### WORK INSTRUCTIONS
Look through the entries below and report how many lines hold the string "shade". Only the number is wanted.

### LISTED ENTRIES
########

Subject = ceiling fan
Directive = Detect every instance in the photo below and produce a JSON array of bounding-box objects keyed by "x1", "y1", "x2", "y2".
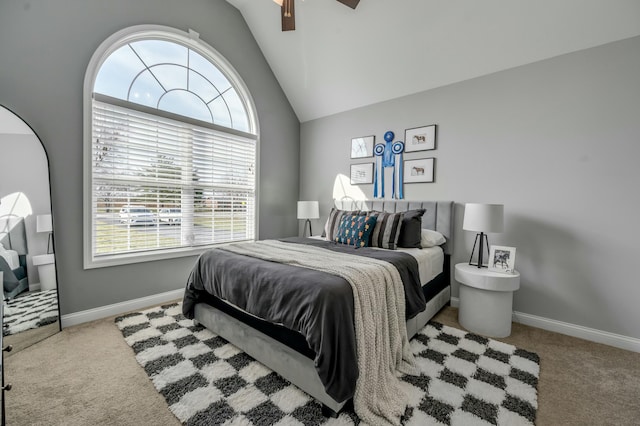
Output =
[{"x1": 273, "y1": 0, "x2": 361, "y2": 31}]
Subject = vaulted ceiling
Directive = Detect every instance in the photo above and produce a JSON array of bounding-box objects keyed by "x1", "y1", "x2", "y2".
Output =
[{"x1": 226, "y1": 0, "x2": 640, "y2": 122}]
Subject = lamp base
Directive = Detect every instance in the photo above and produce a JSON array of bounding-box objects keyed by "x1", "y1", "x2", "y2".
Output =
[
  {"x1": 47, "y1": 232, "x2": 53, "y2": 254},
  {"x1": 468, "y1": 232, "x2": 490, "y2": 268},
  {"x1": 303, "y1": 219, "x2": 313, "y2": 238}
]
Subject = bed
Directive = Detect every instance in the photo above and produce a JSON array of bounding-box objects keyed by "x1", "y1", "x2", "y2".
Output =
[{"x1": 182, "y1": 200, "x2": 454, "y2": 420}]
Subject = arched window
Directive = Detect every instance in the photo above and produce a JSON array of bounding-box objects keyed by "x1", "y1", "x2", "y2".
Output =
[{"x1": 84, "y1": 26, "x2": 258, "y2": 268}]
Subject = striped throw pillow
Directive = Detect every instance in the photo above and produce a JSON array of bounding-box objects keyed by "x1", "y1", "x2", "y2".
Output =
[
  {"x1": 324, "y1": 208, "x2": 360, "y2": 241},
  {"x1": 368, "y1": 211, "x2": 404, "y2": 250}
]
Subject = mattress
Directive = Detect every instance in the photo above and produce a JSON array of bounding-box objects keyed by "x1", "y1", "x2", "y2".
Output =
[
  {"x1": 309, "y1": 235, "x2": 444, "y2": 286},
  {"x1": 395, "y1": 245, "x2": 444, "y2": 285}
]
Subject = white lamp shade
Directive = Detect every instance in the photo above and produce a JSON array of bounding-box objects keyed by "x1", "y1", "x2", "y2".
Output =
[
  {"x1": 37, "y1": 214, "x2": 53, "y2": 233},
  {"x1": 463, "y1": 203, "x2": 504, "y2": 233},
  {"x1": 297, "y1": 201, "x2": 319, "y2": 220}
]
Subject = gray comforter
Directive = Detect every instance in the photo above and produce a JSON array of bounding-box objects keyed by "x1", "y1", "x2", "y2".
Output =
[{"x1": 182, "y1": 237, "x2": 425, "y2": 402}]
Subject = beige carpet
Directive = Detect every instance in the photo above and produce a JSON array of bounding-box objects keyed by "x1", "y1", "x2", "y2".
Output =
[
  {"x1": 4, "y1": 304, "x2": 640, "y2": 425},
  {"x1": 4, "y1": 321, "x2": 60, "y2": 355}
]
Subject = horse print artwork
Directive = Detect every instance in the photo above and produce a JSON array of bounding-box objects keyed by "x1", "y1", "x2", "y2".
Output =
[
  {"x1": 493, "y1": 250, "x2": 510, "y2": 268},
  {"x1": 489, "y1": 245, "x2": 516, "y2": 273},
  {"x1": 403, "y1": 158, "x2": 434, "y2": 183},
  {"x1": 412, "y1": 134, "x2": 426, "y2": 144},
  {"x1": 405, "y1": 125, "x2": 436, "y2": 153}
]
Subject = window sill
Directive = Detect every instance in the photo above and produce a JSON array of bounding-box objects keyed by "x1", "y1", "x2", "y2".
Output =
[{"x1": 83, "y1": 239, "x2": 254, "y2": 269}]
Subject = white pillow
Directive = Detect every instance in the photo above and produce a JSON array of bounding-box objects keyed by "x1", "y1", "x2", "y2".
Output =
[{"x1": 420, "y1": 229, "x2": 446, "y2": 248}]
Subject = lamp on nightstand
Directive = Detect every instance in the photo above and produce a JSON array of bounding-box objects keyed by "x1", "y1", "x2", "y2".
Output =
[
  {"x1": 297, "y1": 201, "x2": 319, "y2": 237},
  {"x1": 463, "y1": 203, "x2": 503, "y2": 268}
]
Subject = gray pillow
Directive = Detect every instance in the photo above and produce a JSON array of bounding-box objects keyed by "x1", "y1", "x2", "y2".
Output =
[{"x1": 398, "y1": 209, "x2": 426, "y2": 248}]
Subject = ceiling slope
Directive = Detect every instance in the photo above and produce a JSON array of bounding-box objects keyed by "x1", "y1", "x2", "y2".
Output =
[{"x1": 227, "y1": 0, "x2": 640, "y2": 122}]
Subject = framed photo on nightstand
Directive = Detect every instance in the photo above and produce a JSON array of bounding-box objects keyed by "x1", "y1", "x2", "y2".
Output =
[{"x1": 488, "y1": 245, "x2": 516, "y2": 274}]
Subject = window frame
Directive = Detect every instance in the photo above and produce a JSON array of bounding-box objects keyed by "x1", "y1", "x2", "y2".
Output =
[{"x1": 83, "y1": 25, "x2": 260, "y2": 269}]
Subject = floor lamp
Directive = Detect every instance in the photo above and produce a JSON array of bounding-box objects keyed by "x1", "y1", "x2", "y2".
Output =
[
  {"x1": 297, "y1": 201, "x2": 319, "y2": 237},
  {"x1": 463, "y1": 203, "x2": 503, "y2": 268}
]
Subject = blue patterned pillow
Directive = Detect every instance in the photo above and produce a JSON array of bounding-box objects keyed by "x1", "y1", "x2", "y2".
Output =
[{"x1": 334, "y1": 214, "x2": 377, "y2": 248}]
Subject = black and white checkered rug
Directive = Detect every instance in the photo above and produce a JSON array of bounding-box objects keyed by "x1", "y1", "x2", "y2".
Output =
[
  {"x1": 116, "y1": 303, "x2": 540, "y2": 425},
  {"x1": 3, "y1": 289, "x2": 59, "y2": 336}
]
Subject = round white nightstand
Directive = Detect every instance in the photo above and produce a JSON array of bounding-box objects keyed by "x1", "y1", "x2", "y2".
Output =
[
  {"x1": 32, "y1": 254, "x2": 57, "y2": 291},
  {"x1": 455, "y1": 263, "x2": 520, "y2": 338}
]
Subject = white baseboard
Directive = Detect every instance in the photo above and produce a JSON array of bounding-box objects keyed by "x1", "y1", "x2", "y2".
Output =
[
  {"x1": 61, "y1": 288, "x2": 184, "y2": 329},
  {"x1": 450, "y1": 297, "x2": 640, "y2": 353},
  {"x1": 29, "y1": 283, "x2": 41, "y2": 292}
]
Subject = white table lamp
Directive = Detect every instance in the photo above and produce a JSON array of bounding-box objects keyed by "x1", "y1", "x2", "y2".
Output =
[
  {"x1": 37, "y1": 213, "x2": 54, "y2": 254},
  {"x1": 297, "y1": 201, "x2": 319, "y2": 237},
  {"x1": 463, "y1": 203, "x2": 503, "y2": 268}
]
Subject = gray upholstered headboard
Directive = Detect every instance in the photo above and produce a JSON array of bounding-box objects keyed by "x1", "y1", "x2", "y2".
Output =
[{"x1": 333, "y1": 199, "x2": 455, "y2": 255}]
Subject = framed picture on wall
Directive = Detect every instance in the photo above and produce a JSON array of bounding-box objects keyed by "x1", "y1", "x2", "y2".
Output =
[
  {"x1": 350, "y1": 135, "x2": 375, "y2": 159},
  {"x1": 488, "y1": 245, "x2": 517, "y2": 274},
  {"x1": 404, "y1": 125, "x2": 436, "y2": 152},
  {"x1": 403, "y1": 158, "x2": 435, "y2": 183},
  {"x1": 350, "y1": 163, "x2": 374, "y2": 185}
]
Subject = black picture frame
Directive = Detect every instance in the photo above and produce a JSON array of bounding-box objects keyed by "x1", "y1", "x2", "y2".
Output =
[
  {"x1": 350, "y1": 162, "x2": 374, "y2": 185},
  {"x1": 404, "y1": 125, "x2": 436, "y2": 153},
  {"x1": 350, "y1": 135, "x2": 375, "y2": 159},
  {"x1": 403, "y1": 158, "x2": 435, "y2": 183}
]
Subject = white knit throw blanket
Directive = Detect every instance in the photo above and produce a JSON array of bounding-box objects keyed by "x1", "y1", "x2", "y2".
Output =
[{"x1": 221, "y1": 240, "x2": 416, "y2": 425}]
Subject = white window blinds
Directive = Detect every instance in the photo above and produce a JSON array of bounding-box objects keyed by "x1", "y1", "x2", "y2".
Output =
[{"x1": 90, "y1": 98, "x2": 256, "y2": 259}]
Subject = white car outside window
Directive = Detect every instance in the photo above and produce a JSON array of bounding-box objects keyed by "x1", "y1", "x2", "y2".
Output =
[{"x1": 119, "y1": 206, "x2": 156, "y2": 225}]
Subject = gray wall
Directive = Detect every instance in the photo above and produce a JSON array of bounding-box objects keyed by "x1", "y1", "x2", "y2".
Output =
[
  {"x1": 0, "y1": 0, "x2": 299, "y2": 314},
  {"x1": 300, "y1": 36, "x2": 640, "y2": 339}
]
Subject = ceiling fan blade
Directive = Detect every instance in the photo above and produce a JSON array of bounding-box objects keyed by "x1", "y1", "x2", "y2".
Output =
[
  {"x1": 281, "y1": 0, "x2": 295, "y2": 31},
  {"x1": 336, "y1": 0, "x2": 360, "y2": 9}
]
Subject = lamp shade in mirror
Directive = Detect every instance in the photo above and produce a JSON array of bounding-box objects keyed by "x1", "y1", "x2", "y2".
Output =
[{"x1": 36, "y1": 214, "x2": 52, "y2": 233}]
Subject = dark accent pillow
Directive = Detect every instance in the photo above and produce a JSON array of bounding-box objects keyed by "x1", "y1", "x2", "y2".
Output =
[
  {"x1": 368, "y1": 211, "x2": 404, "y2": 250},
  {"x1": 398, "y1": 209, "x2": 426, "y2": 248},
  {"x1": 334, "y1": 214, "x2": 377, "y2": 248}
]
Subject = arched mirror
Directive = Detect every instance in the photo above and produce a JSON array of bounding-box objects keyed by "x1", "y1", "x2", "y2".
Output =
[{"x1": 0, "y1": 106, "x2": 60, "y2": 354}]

########

### THE ANSWER
2